Problem to solve:
Set down, word for word, the stretch of lines from the one containing "Corridor-survey task: point out each instance of the yellow" to the end of the records below.

——

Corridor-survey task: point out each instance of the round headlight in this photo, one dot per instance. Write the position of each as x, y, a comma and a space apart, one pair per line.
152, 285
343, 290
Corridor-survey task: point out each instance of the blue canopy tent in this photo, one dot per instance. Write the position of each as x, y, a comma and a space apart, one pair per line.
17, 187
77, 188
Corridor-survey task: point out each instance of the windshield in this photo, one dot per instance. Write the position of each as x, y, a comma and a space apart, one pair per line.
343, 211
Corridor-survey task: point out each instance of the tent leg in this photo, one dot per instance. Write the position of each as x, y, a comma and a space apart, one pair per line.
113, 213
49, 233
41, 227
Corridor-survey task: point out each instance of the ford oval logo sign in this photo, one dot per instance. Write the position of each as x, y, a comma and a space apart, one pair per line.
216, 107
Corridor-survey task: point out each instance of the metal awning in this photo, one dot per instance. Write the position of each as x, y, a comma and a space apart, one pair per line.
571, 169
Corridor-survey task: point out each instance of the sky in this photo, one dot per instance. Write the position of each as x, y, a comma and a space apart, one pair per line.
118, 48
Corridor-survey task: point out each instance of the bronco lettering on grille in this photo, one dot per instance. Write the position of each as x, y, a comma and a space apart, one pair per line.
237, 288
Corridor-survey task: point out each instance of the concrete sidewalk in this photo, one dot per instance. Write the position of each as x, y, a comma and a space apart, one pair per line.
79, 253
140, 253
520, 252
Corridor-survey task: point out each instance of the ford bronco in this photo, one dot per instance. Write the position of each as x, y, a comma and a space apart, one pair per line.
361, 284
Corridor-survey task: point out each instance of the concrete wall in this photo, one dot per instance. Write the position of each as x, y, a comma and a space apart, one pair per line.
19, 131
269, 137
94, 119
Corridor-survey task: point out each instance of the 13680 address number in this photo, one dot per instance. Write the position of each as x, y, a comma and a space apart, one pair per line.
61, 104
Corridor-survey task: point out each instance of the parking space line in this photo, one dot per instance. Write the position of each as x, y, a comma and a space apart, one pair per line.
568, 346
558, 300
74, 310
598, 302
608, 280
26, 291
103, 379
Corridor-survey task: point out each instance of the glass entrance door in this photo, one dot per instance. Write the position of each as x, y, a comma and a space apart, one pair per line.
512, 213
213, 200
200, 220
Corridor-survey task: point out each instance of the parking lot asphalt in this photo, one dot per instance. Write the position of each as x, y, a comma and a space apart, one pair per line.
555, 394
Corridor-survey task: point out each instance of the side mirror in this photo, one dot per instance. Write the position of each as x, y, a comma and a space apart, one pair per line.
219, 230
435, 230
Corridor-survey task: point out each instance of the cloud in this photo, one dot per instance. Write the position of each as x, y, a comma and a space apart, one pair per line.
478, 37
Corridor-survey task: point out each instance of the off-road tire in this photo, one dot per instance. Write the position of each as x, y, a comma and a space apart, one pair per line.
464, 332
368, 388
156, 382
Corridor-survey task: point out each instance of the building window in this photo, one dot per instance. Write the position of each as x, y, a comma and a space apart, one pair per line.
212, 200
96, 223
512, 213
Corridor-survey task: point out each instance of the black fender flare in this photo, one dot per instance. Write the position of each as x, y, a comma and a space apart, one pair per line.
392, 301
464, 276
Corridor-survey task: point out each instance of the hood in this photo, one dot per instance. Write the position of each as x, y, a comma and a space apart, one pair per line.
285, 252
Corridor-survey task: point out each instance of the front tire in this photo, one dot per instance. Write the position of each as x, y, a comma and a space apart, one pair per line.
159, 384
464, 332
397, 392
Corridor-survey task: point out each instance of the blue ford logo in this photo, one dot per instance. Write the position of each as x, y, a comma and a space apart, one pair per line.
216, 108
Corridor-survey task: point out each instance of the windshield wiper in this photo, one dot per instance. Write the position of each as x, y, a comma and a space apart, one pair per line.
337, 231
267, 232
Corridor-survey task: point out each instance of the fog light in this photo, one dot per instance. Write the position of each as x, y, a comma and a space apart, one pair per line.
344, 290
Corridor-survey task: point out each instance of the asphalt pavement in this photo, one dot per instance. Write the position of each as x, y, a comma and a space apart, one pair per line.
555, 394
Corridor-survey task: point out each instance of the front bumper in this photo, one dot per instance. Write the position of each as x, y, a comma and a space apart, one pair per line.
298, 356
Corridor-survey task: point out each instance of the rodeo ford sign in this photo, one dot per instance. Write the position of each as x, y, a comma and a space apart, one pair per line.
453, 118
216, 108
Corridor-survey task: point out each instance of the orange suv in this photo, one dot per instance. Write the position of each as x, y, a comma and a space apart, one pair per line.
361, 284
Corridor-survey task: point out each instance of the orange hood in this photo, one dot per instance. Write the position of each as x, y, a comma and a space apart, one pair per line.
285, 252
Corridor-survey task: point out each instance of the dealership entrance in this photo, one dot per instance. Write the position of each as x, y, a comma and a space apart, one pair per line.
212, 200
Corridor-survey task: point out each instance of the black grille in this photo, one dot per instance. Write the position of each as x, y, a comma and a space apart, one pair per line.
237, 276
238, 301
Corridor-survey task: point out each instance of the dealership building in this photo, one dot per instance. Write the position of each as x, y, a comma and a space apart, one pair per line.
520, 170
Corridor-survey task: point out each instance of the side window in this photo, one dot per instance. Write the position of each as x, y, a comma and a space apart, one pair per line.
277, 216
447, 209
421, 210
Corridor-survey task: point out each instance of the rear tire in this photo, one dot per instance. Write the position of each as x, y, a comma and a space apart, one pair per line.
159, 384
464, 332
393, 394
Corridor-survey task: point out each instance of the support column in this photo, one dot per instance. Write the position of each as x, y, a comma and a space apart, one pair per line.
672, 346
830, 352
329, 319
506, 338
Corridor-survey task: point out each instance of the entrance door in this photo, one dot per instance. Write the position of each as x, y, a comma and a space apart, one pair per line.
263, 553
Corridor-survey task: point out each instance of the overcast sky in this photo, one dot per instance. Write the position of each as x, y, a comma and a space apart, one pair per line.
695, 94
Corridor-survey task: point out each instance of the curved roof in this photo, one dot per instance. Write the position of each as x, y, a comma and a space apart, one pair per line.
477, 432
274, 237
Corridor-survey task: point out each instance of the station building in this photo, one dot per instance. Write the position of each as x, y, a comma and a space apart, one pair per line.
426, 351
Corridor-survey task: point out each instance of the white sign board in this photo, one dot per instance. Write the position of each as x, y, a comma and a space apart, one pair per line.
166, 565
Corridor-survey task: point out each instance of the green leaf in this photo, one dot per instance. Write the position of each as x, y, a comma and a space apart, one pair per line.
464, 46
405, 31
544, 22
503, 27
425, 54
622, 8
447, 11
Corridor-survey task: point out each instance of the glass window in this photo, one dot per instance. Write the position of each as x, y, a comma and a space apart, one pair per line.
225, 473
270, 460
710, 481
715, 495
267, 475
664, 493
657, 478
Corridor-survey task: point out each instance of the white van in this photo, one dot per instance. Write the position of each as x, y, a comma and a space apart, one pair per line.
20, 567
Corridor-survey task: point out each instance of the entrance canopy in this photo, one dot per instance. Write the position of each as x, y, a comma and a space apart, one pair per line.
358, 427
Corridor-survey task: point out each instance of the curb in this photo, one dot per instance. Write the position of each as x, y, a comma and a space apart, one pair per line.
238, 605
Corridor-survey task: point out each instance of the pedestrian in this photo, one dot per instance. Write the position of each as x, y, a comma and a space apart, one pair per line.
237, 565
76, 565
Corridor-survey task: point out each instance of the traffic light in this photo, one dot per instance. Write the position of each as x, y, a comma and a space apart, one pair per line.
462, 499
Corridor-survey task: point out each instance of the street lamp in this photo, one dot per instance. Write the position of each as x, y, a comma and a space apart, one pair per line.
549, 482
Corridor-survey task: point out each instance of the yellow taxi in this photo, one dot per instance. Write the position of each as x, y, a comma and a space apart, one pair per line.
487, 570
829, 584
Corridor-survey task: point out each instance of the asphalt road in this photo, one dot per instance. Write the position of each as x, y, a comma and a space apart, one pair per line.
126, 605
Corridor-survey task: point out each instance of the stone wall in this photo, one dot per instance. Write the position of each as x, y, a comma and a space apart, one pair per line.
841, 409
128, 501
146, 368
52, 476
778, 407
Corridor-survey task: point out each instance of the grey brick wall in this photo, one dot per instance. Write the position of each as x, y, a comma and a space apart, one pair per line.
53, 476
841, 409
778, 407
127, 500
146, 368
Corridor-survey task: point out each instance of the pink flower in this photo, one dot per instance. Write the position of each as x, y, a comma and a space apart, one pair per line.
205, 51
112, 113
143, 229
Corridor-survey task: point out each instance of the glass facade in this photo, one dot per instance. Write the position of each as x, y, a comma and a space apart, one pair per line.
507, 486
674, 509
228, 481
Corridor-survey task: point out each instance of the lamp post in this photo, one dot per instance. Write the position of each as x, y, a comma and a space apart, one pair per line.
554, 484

——

Task response:
Corridor-survey task: point out each instance of the yellow taxi in this photo, one dot per instance. Write the position of each as x, y, a comma and a space apart, one pair per line.
487, 570
829, 584
Corridor-survey task: point out each instance of the asphalt road in this photo, one dot per instance. Write the position of each as x, y, a comma and a space apart, one pair per line.
126, 605
Corridor-survey task: point out each instance of the stone wall in this photo, one dot per instance. Write the position of each as x, y, a comma and a space apart, one pair per line.
841, 409
128, 501
146, 368
52, 476
778, 407
Corridor-survey task: point out each instance of the grey brick wall in this photo, one dot per instance. Write the position of each as x, y, a comma and a space apart, one pair per line.
53, 476
841, 409
778, 407
127, 500
146, 368
Corridor-survey task: point out each instance of the pink flower in this photo, one dot per instance. Write the position of each as x, y, a comma and a space apart, one pair per line.
205, 51
112, 113
143, 229
Corridor-survey task: point out each instance of the glass facade in this photo, one dot per instance. Write the position of each as x, y, a comma and a space apart, one pair per line.
507, 486
674, 509
228, 481
Corridor-survey task: point out each instance of the lamp post in this photo, one dot per instance. Write the position of each as x, y, a comma and a space apart, one pair per line.
554, 484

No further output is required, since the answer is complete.